Moreover upon manufacturing the droplet discharging head, it is not necessary to form the concave portion 10 on the actuator substrate 5. Thus, the droplet discharging head according to the present embodiment has a merit in that only a single etching process is required in comparison with the etching process performed twice on the actuator substrate 5 so as to form the flow path 11 for air bubble ejection and the concave portion 10 in the droplet discharging head 1 according to the first embodiment.

FIG. 8 is a diagram schematically showing a structure of a droplet discharging head according to a third embodiment of the present invention. The droplet discharging head shown in FIG. 8 includes the flow path 11 for air bubble ejection formed downstream relative to the heater 2. When the droplet discharging head is constructed in this manner, even if the air bubble enters the heater portion where the heater 2 is disposed, it is possible to eject the entered air bubble to the common liquid chamber 8 through the flow path 11 for air bubble ejection.

FIG. 9 is a diagram schematically showing a structure of a droplet discharging head according to a fourth embodiment of the present invention. The droplet discharging head shown in FIG. 9 includes a check valve 101 disposed on the common liquid chamber 8, the check valve 101 preventing an air bubble from flowing backward. When the droplet discharging head is constructed in this manner, it is possible to prevent the air bubble from flowing backward to the individual flow path 7 through the flow path 11 for air bubble ejection.

FIG. 10A is a diagram schematically showing a structure of a droplet discharging head according to a fifth embodiment of the present invention. In the droplet discharging head shown in FIG. 10A, the flow path 11 for air bubble ejection is formed such that the diameter of the opening on the individual flow path 7 side is larger than the diameter of the opening on the common liquid chamber 8 side. Further, plural openings are formed on the common liquid chamber 8 side. When the flow path 11 for air bubble ejection is formed in this manner, it is possible to readily eject the air bubble on the individual flow path 7 side to the common liquid chamber 8 side while reducing loss of pressure on the individual flow path 7 side.

FIG. 10B is a diagram schematically showing a structure of a droplet discharging head according to a sixth embodiment of the present invention. In the droplet discharging head shown in FIG. 10B, an upper surface of the concave portion 10 is formed partially on a surface on an upper side of the individual flow path 7 in the vertical direction as a tapered surface (inclined surface) 10 a. When the droplet discharging head is constructed in this manner, the air bubble is guided to the flow path 11 for air bubble ejection in accordance with the tapered surface 10 a formed on the concave portion 10. Thus, it is possible to readily eject the air bubble to the common liquid chamber 8 side.

FIG. 10C is a diagram schematically showing a structure of a droplet discharging head according to a seventh embodiment of the present invention. In the droplet discharging head shown in FIG. 10C, the upper surface of the concave portion 10 is formed partially on the surface on the upper side of the individual flow path 7 in the vertical direction as a tapered surface (inclined surface) 10 a. In addition, on a surface on a lower side of the individual flow path 7 in the vertical direction, a protrusion 102 is formed at a position for the flow path 11 for air bubble ejection such that the protrusion 102 has an inclination as shown in FIG. 10C. When the droplet discharging head is constructed in this manner, the air bubble of the individual flow path 7 is guided to the flow path 11 for air bubble ejection in accordance with the inclination of the protrusion 102. Thus, a flow the air bubble becomes smooth and it is possible to improve the efficiency of air bubble ejection.

> [RECORDS FOR PROCESSING]
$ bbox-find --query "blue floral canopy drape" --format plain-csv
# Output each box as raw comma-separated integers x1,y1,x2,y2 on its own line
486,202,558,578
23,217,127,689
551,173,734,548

> [THE TASKS]
A – Answer from the excerpt on droplet discharging heads:
(i) In the fourth embodiment, what is disposed on the common liquid chamber 8?
(ii) In the fifth embodiment, which opening of the flow path 11 for air bubble ejection has the larger diameter?
(iii) In the seventh embodiment, what is formed on the lower surface of the individual flow path 7?
B – Please put the entries above into a two-column CSV with the columns request and boxes. Give one row per entry, with each field quoted and line breaks replaced by spaces.

> [EXERCISE RESPONSES]
A –
(i) A check valve 101, which prevents an air bubble from flowing backward.
(ii) The opening on the individual flow path 7 side.
(iii) A protrusion 102 with an inclination, at a position for the flow path 11 for air bubble ejection.

B –
request,boxes
"$ bbox-find --query ""blue floral canopy drape"" --format plain-csv # Output each box as raw comma-separated integers x1,y1,x2,y2 on its own line","486,202,558,578 23,217,127,689 551,173,734,548"